(CONSIGNAS DE TRABAJO):
A. Determine si cada afirmación concuerda con el fragmento sobre la fotografía de Marina del Mar: (i) en los mercadillos se venden bragas y sostenes a 4 unidades por 5 euros; (ii) Marina del Mar trabaja en blanco y negro; (iii) los dos tipos sentados en el paseo marítimo beben vino. Conteste sí o no a cada una, con la cita literal que lo decide.
B. Según el fragmento sobre la fotografía de Marina del Mar, ¿en qué barrios proletarios aún se puede ver a chicas jugando a las cartas en plena calle?
C. Reescriba el pasaje del fragmento sobre la fotografía de Marina del Mar comprendido entre "Chicas que dan" y "desgana e indiferencia.", ambos incluidos, cambiando el nombre "mantilla" por "peineta".

(SECCIÓN DEL DOCUMENTO):
------------------------------

Una focal es una moral. Están los bellos fotógrafos “de luces”. Están los que disfrazan o magnifican la trivialidad de sus escenas camuflando su apariencia con un vano –por aparatoso y fraudulento- blanco y negro. Y están los que, como Marina del Mar, asumen la epidérmica banalidad del color para contarnos –sin juzgarla o condenarla- la vulgaridad de las vidas de extrarradio de una ciudad, la suya, la mía, que toda ella siempre me pareció extrarradial y sumergida en el “kitsch” de la esquinada periferia a la que la condenó la geografía. Mujeres en mercadillos de bragas y sostenes a 4 unidades por 5 euros rebuscando en su bolso, pero camufladas de señoras de postín adornándose con sofisticados tocados de peluquería y megagafas de sol de imitación, probablemente, como ellas mismas. Muy Almería.
Chicas que dan de mamar el pecho al niño, mientras juegan con las amigas a las cartas en una “timba” vecinal en plena calle, como aún se puede ver en los barrios proletarios de La Chanca o Los Almendros, pues Almería fue siempre así de “desahogá”, tal y como nos enseña Marina en estas imágenes que yo miro completándolas imaginándome su audio. Audio, sí, aunque nadie parezca hablar en ellas: más bien los personajes exhiben un rictus apocado o mortecino, como de la ciudad triste que también me parece a menudo Almería. Miren a la chica con mantilla desfilando en una ciudad que, carente de identidad y tradiciones, se ha trepado a la moda sevillana buscando hacer algo de rito y escaparate en la Semana Santa: cualquiera diría, por su gesto apático y el vacío del público que no la rodea, que desfilando con bastante resignación, desgana e indiferencia.
Audio, sí, pues yo escucho en estas imágenes mudas el sonido de las voces almerienses –“neeeeene”, “pa´queéetafoooooto”, “¿palfeeeeeisbuuu?”- de unos personajes tan abúlicamente almerienses como ese par de tipos sentados en el paseo marítimo pasando el rato al sol –una ocupación muy almeriense- con su litrona de cerveza y, cuando hay suerte, (pero esto ya no sale en la imagen) un canuto. La vida puede ser maravillosa en Almería solo con Sol, mar y un canuto. Documentalismo suburbial y directo. No hay afectación en la mirada de Marina ni búsqueda de lo fotográficamente “bonito”.

------------------------------

(INFORMACIÓN EXTRAÍDA):
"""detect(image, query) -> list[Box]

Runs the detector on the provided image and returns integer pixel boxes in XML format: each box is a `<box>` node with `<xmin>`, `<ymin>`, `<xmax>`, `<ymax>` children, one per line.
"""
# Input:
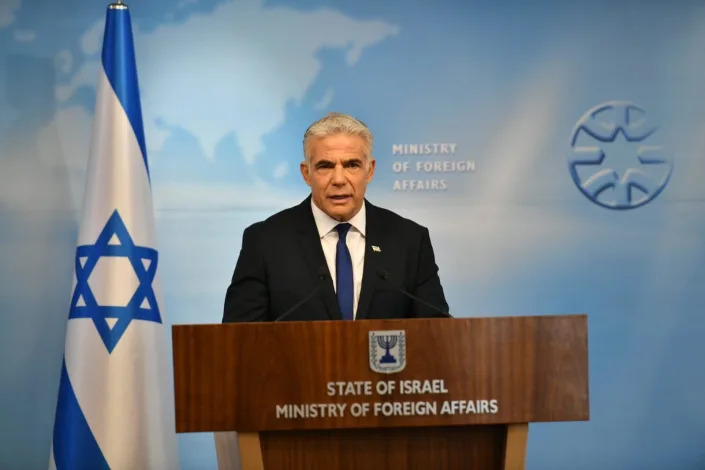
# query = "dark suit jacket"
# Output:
<box><xmin>223</xmin><ymin>196</ymin><xmax>448</xmax><ymax>322</ymax></box>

------------------------------

(LISTA DE RESPUESTAS):
A.
(i) Sí: «mercadillos de bragas y sostenes a 4 unidades por 5 euros».
(ii) No: «asumen la epidérmica banalidad del color».
(iii) No: «con su litrona de cerveza».

B. En La Chanca o Los Almendros.

C.
Chicas que dan de mamar el pecho al niño, mientras juegan con las amigas a las cartas en una “timba” vecinal en plena calle, como aún se puede ver en los barrios proletarios de La Chanca o Los Almendros, pues Almería fue siempre así de “desahogá”, tal y como nos enseña Marina en estas imágenes que yo miro completándolas imaginándome su audio. Audio, sí, aunque nadie parezca hablar en ellas: más bien los personajes exhiben un rictus apocado o mortecino, como de la ciudad triste que también me parece a menudo Almería. Miren a la chica con peineta desfilando en una ciudad que, carente de identidad y tradiciones, se ha trepado a la moda sevillana buscando hacer algo de rito y escaparate en la Semana Santa: cualquiera diría, por su gesto apático y el vacío del público que no la rodea, que desfilando con bastante resignación, desgana e indiferencia.